EXERCISES TO COMPLETE ->
(1) Rewrite the paragraph of the passage on strain Marseille-P2143 that begins "On the basis of unique phenotypic features" as a shorter bulleted list that keeps its main facts.
(2) Translate this sentence from the passage on strain Marseille-P2143 into French: "The colonies are thin, translucent and 50 µm in diameter."
(3) Write a continuation of the passage on strain Marseille-P2143 that picks up after its final sentence.

TEXT PROVIDED ->
Table 5 Number of genes associated with the 25 general clusters of orthologous group (COG) functional categories of strain Marseille-P2143 with other species within the family Peptoniphilaceae.

The 16S rRNA gene sequence obtained by sanger sequencing was identical to that obtained within the sequenced genome (Locus Taq : CJIAFGEE_00528, contic : FQRX01000011.1 , Per. Ident : 99.51% using Blast).

Conclusion

On the basis of unique phenotypic features, including the MALDI-TOF spectrum, a 16S rRNA sequence similarity lower than < 98.65% and, an OrthoANI and a DDH values lower than 95% and 70% respectively with the phylogenetically closest species with standing in nomenclature, we formally propose strain Marseille-P2143T as the type strain of Anaerococcus urinimassiliensis sp. nov., a new species within the genus Anaerococcus. Anaerococcus urinimassiliensis (u.ri.ni.mas.si.li.en’sis. N.L.adj.masc. urinimmassiliensis, composed of urini, from the latin urina, urine and massiliensis, from Massilia, the roman name of Marseille, France, where the strain Marseille-P2143 was first isolated. The colonies are thin, translucent and 50 µm in diameter. Cells are Gram-positive and anaerobic cocci. Cells have a diameter ranging from 0.5 to 0.7 µm. They do not produce catalase and oxidase, but exhibit alkaline phosphatase, leucine arylamidase, esterase lipase, α-galactosidase, naphthol-AS-BI-phosphohydrolase and β-galactosidase. d-glucose, d-galactose, d-maltose, d-lactose, d-fructose, N-acetyl-glucosamine, salicin, and sucrose are metabolized. The genome of strain Marseille-P2143 is 2,189,509 bp long with a 33.5 mol% G + C content. Its 16S rRNA gene sequence and whole-genome sequence are deposited in GenBank under accession numbers LN898272.1 and NZ_FQRX00000000.1, respectively. The type strain Marseille-P2143T (= CSUR P2143 = DSM 103,473) was isolated from the urine of a 17-year-old boy suffering from autoimmune hepatitis and membranoproliferative glomerulo-nephritis. This new species implements the repertoire of human urinary tract known bacteria44.

RECORDS SHOWN ->
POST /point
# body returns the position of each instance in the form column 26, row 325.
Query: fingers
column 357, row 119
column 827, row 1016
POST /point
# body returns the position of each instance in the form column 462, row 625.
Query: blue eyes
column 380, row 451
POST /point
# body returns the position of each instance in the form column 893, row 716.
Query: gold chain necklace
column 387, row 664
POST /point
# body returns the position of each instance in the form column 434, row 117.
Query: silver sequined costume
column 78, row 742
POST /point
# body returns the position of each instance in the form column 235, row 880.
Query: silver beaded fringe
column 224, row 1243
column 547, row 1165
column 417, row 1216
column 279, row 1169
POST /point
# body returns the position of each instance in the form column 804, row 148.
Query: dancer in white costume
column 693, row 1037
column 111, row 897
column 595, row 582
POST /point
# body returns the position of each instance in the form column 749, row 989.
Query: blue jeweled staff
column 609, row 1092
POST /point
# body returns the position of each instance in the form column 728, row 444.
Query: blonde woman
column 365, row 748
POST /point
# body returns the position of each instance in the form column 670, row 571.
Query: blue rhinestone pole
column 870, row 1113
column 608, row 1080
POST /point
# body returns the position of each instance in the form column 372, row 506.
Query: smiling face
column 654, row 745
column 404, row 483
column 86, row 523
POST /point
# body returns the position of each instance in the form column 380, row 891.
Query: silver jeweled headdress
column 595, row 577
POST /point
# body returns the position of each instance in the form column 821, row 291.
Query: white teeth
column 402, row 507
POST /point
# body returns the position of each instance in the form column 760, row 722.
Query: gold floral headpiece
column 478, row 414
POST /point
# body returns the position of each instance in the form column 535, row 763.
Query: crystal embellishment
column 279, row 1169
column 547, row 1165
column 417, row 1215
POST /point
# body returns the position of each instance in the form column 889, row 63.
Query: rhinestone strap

ANSWERS BY ITEM NUMBER ->
(1)
- Strain Marseille-P2143T is proposed as the type strain of Anaerococcus urinimassiliensis sp. nov., a new species in the genus Anaerococcus. The proposal rests on:
  - unique phenotypic features, including the MALDI-TOF spectrum
  - 16S rRNA sequence similarity below 98.65% with the phylogenetically closest species with standing in nomenclature
  - OrthoANI below 95% and DDH below 70% with that same species
- The name combines urini, from the Latin urina (urine), and massiliensis, from Massilia. Massilia is the Roman name of Marseille, France, where the strain was first isolated.
- Colonies are thin and translucent, 50 µm in diameter.
- Cells are Gram-positive anaerobic cocci, 0.5 to 0.7 µm in diameter.
- Enzymes:
  - negative for catalase and oxidase
  - positive for alkaline phosphatase, leucine arylamidase, esterase lipase, α-galactosidase, naphthol-AS-BI-phosphohydrolase and β-galactosidase
- Metabolized substrates: d-glucose, d-galactose, d-maltose, d-lactose, d-fructose, N-acetyl-glucosamine, salicin and sucrose.
- Genome: 2,189,509 bp long, with 33.5 mol% G + C content.
- GenBank accession numbers:
  - 16S rRNA gene sequence: LN898272.1
  - whole-genome sequence: NZ_FQRX00000000.1
- The type strain (= CSUR P2143 = DSM 103,473) was isolated from the urine of a 17-year-old boy with autoimmune hepatitis and membranoproliferative glomerulo-nephritis.
- The species adds to the repertoire of known human urinary tract bacteria.

(2) Les colonies sont fines, translucides et mesurent 50 µm de diamètre.

(3)
Description of Anaerococcus urinimassiliensis sp. nov

Anaerococcus urinimassiliensis (u.ri.ni.mas.si.li.en’sis. L. gen. masc. urini, of Urine and massiliensis referring to the Latin name of Marseille where strain Marseille-P2143 was cultivated). Cells are Gram-positive and non-motile, but they are negative for catalase and oxidase activities. They had a mean diameter of 0.6 µm. On blood agar after 48 h of incubation at 37 °C, colonies of strain Marseille-P2143 appear transluscent white. The optimum growth is observed at pH 7.5. Major cellular fatty acid was Hexadecanoic acid (57%), while unsaturated fatty acids such as 9-Octadecenoic acid and 9,12-Octadecadienoic were also detected with strain Marseille-P2143. The enzymes activities of alkaline phosphatase, esterase, esterase lipase, leucine arylamidase, cystine arylamidase, trypsin, naphthol-AS-BI-phosphohydrolase, α-galactosidase and β-galactosidase were positive using the API ZYM. Also, fructose, galactose, glucose, N-acetyl-glucosamine, salicin, maltose, lactose, and saccharose are fermented but not for mannose, methyl α-d-glucopyranoside, melibiose, turanose, erythritol, tagatose, adonitol, mannose, mannitol, arbutin, esculin, trehalose, sorbitol, inulin, melezitose and amygdalin. 16S rRNA and genome sequences of this new species are deposited in GenBank under accession numbers LN898272 and FQRX00000000, respectively. The genome size is 2.19 Mb with a G + C content at 33.47%. The type strain Marseille-P2143T (= CSUR P2143 = DSM 103,473). The Marseille-P2143 strain was isolated in the urine of a young boy suffering from autoimmune hepatitis membranoproliferative glomerulonephritis.

Deposit in culture collections

Strain Marseille-P2143T was deposited in the French culture collection center, Collection des Souches de l’Unité des Rickettsies (CSUR), under the number CSUR P2143. And in the DSM collection under the number 103473.